____ TEXT FOR ANALYSIS

3. Hyperæsthesia (increased desire, satyriasis). In this state there is an abnormally increased impressionability of the vita sexualis to organic, psychical, and sensory stimuli (abnormally intense libido, lustfulness, lasciviousness). The stimulus may be central (nymphomania, satyriasis) or peripheral, functional or organic.

4. Paræsthesia (perversion of the sexual instinct, i.e., excitability of the sexual functions to inadequate stimuli).

These cerebral anomalies fall within the domain of psychopathology. The spinal and peripheral anomalies may occur in combination with them, but these affect persons, as a rule, that are free from mental disease. They may occur in various combinations, and become the cause of sexual crimes. For this reason, they demand consideration in the following description. However, the cerebral anomalies claim the principal interest, since they very frequently lead to the commission of perverse and even criminal acts.

A. Paradoxia. Sexual Instinct Manifesting itself Independently of Physiological Processes.

1. Sexual Instinct Manifested in Childhood.

Every physician conversant with nervous affections and diseases incident to childhood is aware of the fact that manifestation of sexual instinct may occur in very young children. The observations of Ultzmann concerning masturbation in childhood[1] are worthy of attention in relation to it. It is necessary here to differentiate between the numerous cases where, as a result of phimosis, balanitis, or oxyuris in rectum or vagina, young children have itching of the genitals, and experience a kind of pleasurable sensation from manipulations


  1. Louyer-Villermay speaks of masturbation in a girl of 3 or 4 years, and Moreau (“Aberrations du sens génésique,” 2 édit., p. 209) of the same in one of 2 years. See, further, Maudsley, “Physiology and Pathology of Mind;” Hirschsprung (Kopenhagen), Berlin. klin. Wochenschr., 1866, Nr. 38; Lombroso, “The Criminal,” Cases 10, 19, and 21.

________
____ LISTED RECORDS

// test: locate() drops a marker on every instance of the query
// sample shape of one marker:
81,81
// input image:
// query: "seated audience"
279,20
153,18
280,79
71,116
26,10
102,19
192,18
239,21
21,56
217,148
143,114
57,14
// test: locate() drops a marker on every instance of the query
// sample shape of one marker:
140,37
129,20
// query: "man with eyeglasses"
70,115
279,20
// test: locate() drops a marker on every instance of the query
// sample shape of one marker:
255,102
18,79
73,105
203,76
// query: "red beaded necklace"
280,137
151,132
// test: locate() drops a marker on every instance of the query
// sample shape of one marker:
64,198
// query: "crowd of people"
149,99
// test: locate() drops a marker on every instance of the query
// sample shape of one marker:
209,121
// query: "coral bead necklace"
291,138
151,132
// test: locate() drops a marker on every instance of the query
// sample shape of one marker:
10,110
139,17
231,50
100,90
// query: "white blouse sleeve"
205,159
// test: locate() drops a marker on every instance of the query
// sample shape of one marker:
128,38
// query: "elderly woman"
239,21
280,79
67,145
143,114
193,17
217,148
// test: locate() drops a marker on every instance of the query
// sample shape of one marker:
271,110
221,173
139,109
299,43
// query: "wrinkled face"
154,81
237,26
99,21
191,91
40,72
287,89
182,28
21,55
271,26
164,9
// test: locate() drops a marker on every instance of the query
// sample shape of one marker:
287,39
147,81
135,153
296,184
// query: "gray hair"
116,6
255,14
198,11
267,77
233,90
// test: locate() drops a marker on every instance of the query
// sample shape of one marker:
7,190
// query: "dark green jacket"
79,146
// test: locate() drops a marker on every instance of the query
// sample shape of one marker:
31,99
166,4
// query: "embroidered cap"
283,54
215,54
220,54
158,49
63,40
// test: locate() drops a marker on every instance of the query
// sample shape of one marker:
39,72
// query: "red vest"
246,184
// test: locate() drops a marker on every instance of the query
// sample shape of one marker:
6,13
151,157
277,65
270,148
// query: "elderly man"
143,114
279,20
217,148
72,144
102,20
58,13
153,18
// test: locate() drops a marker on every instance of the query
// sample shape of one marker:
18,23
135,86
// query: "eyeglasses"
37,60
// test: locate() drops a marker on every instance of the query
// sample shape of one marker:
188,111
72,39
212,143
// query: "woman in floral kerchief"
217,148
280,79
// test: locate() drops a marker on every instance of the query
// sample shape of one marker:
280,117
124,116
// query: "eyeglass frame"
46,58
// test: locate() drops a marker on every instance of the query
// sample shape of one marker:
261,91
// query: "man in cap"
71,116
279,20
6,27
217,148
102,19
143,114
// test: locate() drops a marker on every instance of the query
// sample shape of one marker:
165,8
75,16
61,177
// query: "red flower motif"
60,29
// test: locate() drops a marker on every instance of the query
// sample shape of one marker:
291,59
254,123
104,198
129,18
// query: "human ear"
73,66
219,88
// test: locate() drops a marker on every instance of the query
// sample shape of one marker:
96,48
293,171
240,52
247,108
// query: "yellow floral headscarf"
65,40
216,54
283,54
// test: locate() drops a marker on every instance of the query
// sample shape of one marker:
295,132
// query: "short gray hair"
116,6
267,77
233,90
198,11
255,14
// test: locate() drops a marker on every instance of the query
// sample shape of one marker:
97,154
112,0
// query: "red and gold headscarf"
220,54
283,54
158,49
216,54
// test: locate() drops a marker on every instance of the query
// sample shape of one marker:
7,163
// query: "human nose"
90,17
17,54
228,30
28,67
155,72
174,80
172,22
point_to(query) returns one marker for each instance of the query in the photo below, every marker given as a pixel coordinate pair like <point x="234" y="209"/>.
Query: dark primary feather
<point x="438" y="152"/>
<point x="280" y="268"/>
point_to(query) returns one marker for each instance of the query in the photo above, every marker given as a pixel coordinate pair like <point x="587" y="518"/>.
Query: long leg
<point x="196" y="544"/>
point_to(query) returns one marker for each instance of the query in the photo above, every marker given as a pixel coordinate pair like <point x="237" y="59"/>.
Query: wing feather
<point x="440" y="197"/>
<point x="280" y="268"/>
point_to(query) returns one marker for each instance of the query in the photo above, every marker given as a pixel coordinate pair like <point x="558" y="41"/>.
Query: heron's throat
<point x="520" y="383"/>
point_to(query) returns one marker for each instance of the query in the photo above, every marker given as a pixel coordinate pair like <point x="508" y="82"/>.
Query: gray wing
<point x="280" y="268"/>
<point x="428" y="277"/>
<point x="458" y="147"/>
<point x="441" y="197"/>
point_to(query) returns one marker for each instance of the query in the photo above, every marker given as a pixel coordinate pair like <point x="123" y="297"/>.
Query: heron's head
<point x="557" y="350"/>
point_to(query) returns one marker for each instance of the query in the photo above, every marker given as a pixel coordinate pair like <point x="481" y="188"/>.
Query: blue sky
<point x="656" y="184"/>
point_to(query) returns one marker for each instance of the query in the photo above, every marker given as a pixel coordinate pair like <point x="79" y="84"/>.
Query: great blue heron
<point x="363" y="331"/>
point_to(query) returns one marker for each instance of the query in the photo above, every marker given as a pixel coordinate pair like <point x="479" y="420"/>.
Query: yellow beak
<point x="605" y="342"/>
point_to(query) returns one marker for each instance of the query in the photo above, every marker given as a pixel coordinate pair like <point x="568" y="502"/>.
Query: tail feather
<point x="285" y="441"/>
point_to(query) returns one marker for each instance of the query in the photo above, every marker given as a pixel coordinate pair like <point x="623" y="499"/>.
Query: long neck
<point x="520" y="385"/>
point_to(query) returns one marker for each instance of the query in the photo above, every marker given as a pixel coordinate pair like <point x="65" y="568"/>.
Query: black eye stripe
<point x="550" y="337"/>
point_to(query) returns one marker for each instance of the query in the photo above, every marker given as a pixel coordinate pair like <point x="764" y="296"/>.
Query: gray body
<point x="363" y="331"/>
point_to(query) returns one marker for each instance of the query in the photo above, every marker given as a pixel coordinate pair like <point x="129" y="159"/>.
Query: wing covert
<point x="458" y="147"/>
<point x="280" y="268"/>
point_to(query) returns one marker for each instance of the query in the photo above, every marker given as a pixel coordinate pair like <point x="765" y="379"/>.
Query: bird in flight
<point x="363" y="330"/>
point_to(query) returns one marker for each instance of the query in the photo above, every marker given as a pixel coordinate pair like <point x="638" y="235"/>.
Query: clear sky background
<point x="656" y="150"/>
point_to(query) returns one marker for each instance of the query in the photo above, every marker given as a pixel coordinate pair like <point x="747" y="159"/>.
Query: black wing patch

________

*WORK REQUEST 1*.
Reproduce the part of the passage on sexual anomalies that begins at the words "4. Paræsthesia (perversion" and stops after "Manifested in Childhood.".
*WORK REQUEST 2*.
Answer these questions from the passage on sexual anomalies:
(a) What two things does the passage give as the meaning of paræsthesia?
(b) Within what domain do the cerebral anomalies fall?
(c) Which anomalies claim the principal interest?

*ANSWER BOX 1*.
4. Paræsthesia (perversion of the sexual instinct, i.e., excitability of the sexual functions to inadequate stimuli).

These cerebral anomalies fall within the domain of psychopathology. The spinal and peripheral anomalies may occur in combination with them, but these affect persons, as a rule, that are free from mental disease. They may occur in various combinations, and become the cause of sexual crimes. For this reason, they demand consideration in the following description. However, the cerebral anomalies claim the principal interest, since they very frequently lead to the commission of perverse and even criminal acts.

A. Paradoxia. Sexual Instinct Manifesting itself Independently of Physiological Processes.

1. Sexual Instinct Manifested in Childhood.

*ANSWER BOX 2*.
(a) Perversion of the sexual instinct, that is, excitability of the sexual functions to inadequate stimuli.
(b) Psychopathology.
(c) The cerebral anomalies, since they very frequently lead to the commission of perverse and even criminal acts.